#### TEXT SHOWN:
Yeltsin: A Revolutionary Life

Leon Aron
August 27, 2016
Non-Fiction

Over the last several days I have been reading Yeltsin: A Revolutionary Life by Leon Aron. The book is by now badly dated, having been published in 2000 before the succession of Vladimir Putin, and this reinforces a general tendency to lionize its subject. Nonetheless, if the credit Yeltsin deserves for standing up for freedom of speech and individual liberty are diminished by the authoritarian regime that follows, the book’s coverage of the 1990s Communist opposition makes clear that things could have been a whole lot worse. For all of Vladimir Putin’s intolerance of dissent, toleration of violence against opponents, and xenophobic rhetoric, Putin is vastly more indulgent of opposition, less xenophobic, and perhaps most importantly, less anti-semitic than the forces which contended with Yeltsin from 1993 to almost the end of the decade and very nearly took power.

This may seem like an odd argument. The history of the Yeltsin years have been rewritten, not least by former Yeltsin liberals, to recast the 1990s as a period in which Russia had the choice of either pursuing a difficult but ultimately rewarding road of reform and democracy, or alternatively falling back into authoritarianism. Putin’s ascension then is cast as the end of a “liberal” interlude, with a former KGB officer who regretted the fall of the Soviet Union now back in charge of the Russian state. To the extent Putin came in with the overwhelming support of Russian liberals in 2000, even including later opposition martyrs like Boris Nemstov, it is because he hoodwinked them. The idea that Putin actually occupied the center of the 1990s Russian political spectrum and may even have leaned to the liberal side is rejected out of hand, because it would focus attention on the extent to which the liberals actually failed rather than were betrayed. The result has been a narrative that has made serious analysis of the Russian political scene next to impossible, since the starting presumption for almost all casual Western observers is that Putin was/is a hardliner.

#### WORK TO DO:
A. Reproduce the review of the Yeltsin biography word for word, between "Over the last" and "nearly took power.", inclusive.
B. Carry the review of the Yeltsin biography forward, starting after its last sentence.
The entries after this point are separate material and are not part of the review of the Yeltsin biography.

#### Records:
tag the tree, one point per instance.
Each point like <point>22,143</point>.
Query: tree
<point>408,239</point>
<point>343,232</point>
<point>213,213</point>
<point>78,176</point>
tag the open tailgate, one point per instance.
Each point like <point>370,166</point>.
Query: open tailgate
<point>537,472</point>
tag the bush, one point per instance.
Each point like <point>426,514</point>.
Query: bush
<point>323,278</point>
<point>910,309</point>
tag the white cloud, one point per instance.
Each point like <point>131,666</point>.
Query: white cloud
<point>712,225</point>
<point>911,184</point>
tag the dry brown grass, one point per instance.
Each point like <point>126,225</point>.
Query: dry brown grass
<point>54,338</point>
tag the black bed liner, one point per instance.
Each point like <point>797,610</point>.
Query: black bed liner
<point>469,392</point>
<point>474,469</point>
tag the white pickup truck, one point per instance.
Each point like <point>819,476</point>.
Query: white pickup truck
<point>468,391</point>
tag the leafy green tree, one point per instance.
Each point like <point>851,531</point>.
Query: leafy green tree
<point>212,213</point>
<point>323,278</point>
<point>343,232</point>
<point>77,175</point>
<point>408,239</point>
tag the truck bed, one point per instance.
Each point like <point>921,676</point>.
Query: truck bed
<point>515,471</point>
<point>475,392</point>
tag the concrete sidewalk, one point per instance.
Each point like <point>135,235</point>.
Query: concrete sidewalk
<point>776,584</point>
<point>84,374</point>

#### ANSWERS TO THE PROBLEMS:
A.
Over the last several days I have been reading Yeltsin: A Revolutionary Life by Leon Aron. The book is by now badly dated, having been published in 2000 before the succession of Vladimir Putin, and this reinforces a general tendency to lionize its subject. Nonetheless, if the credit Yeltsin deserves for standing up for freedom of speech and individual liberty are diminished by the authoritarian regime that follows, the book’s coverage of the 1990s Communist opposition makes clear that things could have been a whole lot worse. For all of Vladimir Putin’s intolerance of dissent, toleration of violence against opponents, and xenophobic rhetoric, Putin is vastly more indulgent of opposition, less xenophobic, and perhaps most importantly, less anti-semitic than the forces which contended with Yeltsin from 1993 to almost the end of the decade and very nearly took power.

B.
This charge is to fabricate history. For one thing, the liberals were never a serious force outside of the executive in the latter days of the Soviet Union. Even during Perestroika, genuine liberals were few and far between among the party bosses and politicians, and non-existent outside of the central government in Moscow. A testament to that is how many of those bosses are still in office today in the Caucuses or Central Asia as authoritarian despots. Liberals within the party were mostly concentrated around Mikhail Gorbachev’s personal staff, in the form of figures such as Alexander Yakolev, and Eduard Shevardnadze, the latter of whom was the only Soviet liberal to acquire a political second wind. While they would rail against Gorbachev’s slowness in pushing reform in 1990, resign in protest in early 1991 when he turned towards the conservatives, and insert themselves into the crowds that blocked the August 1991 coup, ultimately they were irrelevant bystanders. Gorbachev correctly comprehended that the fate of the Soviet Union and his reforms would depend on the party bosses in the republics rather than public opinion, and that was precisely what happened. An overwhelming majority of Soviet voters may have endorsed maintaining the Union in early 1991, but it was the agreement of the republican leaders which mattered, and it was their withdrawal of that support which left Gorbachev powerless and the Soviet Union a memory. The Soviet liberals, for their part, largely vanished with Gorbachev, a testament to the fact that nationalists and communists both had constituencies, but the liberals’ was not among voters.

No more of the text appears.